(TASK BRIEF) In the records below, lay out as a numbered list the part that starts with the line containing "the sky, one" and ends with the line containing "Target: sky". Skip any blank lines.

(DATA SHOWN)
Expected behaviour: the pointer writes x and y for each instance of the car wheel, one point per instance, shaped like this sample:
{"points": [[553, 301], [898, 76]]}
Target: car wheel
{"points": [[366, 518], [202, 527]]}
...
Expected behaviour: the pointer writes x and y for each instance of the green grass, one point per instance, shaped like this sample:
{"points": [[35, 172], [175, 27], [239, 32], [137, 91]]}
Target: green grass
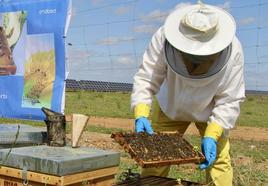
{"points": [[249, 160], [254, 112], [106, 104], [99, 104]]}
...
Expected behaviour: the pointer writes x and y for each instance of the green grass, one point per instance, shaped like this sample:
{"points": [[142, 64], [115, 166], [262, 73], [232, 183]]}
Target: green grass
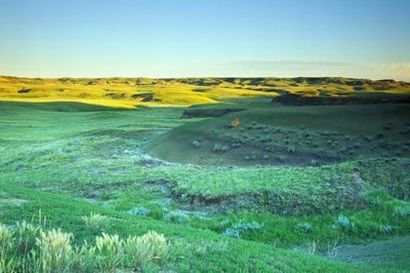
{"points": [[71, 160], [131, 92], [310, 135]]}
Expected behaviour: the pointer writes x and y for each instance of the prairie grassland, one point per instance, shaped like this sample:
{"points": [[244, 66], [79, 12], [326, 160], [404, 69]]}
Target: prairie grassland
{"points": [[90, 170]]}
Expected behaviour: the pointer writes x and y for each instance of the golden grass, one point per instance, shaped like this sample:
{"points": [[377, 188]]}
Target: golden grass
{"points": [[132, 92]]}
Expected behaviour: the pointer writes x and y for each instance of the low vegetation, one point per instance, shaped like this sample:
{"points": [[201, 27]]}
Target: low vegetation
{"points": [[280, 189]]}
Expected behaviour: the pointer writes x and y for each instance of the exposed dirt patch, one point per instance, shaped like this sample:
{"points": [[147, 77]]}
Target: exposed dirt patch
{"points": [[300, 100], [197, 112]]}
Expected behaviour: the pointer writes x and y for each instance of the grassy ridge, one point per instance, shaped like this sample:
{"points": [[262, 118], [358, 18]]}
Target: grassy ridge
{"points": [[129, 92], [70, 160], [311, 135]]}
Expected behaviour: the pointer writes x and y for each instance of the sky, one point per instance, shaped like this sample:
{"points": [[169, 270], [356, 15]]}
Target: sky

(RESULT OF THIS EXERCISE)
1. Expected behaviour: the pointer writes x and y for each instance of the sky, one point per instance, shaped like this sample:
2. {"points": [[169, 270], [356, 15]]}
3. Target: sky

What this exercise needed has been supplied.